Data in this exercise —
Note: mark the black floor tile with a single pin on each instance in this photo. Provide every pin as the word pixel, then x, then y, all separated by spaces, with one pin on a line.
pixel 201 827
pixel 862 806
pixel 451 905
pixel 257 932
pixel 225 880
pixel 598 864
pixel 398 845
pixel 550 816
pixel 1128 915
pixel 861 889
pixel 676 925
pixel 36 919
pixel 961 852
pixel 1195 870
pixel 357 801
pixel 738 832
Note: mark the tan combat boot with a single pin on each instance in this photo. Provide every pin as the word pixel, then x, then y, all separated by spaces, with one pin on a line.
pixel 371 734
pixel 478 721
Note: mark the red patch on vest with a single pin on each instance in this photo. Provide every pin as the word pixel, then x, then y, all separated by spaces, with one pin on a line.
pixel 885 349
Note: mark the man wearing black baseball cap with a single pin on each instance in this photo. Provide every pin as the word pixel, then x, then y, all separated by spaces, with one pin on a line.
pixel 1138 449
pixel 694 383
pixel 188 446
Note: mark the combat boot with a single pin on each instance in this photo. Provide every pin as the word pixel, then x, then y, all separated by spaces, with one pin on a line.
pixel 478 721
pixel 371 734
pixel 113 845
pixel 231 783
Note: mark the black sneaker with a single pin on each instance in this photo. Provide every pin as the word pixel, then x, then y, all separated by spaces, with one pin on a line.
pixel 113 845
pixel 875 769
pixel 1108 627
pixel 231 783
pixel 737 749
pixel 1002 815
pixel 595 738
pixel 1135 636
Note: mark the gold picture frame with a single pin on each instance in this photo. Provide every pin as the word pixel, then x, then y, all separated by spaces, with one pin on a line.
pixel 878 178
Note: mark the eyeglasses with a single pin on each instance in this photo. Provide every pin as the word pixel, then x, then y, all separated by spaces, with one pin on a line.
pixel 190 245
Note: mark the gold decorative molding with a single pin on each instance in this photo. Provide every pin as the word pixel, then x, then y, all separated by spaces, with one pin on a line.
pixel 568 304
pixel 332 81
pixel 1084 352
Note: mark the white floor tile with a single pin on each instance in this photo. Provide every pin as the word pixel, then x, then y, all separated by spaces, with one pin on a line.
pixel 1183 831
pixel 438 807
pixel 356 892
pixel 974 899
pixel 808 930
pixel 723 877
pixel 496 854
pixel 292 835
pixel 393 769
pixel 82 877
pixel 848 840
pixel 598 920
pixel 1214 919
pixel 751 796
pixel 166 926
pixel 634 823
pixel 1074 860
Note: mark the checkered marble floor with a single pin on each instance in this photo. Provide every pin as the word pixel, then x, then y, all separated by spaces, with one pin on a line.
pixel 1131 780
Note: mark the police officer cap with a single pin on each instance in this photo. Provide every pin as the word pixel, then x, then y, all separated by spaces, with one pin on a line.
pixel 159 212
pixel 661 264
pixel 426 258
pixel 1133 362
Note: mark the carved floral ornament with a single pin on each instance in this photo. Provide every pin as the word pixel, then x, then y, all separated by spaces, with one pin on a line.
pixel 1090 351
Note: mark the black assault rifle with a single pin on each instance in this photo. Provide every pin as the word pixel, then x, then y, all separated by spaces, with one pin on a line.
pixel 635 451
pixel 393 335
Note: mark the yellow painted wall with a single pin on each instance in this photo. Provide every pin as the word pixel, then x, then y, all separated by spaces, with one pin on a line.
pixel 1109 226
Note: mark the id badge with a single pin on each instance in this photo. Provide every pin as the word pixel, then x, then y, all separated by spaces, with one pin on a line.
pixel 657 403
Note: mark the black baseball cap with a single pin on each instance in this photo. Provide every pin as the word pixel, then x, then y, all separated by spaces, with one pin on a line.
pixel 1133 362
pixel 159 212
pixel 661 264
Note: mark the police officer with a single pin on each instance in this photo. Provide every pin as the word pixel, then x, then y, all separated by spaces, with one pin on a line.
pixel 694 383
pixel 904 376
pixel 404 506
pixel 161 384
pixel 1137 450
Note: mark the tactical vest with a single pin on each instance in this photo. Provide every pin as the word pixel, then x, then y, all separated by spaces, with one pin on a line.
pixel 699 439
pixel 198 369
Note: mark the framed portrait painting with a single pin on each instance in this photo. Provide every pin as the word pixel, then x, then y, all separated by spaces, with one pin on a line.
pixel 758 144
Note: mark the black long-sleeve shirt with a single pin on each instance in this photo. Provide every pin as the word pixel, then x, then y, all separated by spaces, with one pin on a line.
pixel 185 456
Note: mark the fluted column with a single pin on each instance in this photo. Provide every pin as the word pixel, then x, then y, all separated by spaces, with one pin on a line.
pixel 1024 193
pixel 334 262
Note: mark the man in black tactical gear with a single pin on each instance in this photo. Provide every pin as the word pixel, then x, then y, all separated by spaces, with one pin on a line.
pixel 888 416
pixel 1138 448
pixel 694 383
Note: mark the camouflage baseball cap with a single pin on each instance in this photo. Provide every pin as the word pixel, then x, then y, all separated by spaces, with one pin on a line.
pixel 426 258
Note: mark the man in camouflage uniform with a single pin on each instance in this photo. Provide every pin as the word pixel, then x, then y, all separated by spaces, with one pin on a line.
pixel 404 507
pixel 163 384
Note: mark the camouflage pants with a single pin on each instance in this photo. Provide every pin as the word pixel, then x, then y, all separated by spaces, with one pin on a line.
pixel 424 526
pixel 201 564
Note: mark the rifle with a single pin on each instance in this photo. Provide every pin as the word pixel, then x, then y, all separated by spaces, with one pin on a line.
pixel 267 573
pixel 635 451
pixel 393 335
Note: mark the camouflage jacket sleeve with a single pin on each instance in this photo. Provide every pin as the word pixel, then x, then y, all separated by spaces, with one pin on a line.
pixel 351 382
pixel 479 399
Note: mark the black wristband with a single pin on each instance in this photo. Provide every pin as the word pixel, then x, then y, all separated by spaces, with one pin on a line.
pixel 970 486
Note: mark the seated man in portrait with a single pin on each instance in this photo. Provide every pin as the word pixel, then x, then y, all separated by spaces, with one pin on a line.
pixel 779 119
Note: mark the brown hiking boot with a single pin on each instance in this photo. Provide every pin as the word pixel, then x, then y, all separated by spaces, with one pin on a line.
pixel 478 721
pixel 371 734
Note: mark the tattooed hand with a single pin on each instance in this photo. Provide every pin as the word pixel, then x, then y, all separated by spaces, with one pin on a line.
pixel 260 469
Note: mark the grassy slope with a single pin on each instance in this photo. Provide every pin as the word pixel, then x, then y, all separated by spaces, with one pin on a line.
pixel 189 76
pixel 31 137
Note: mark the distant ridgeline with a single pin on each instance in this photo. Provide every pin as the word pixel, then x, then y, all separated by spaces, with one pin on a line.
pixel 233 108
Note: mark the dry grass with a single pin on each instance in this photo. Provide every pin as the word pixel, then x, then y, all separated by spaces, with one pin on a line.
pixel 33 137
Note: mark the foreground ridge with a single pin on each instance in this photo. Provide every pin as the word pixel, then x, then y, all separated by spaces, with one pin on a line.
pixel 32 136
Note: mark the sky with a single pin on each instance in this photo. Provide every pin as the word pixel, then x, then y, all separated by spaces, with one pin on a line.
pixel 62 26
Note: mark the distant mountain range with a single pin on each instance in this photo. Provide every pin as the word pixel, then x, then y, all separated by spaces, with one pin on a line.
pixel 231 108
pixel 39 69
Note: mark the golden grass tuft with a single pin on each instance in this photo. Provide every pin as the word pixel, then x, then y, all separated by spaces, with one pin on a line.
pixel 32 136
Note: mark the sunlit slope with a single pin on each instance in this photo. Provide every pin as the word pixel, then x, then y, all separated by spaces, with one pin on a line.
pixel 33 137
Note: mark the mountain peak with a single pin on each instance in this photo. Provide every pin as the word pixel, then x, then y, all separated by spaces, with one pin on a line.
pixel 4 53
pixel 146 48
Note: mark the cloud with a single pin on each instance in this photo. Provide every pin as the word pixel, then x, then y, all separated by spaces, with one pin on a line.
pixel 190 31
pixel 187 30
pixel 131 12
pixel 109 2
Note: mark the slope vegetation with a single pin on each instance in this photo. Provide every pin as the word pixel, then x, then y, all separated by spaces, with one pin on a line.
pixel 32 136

Instruction —
Reproduce the records above exactly, starting with the line that contains "Note: mark the golden" and ending with the last line.

Written answer —
Note: mark the golden grass tuft with a single pin on each instance in this photo. Provide every pin as the word pixel, then x, then y, all separated by spaces, with one pin on a line.
pixel 32 136
Note: mark the sunlit slope with a single pin on each instance in this photo. Provide every pin as the word pixel, then x, then y, all separated by spaces, with one pin on a line.
pixel 33 137
Note: mark the mountain peak with a single pin on each instance in this photo. Provide every pin as the word pixel, then x, then y, all separated by spaces, with one pin on a line.
pixel 4 53
pixel 146 48
Note: mark the cloud with a single pin on each instance in this photo. Provide every pin as the word pixel, then x, then y, all separated by spaces, with one pin on a line.
pixel 190 31
pixel 187 30
pixel 131 12
pixel 109 2
Note: mark the slope vegetation with a single pin on each instance in this photo. Provide every pin as the word pixel, then x, then y, all separated by spaces, with one pin on a line.
pixel 32 136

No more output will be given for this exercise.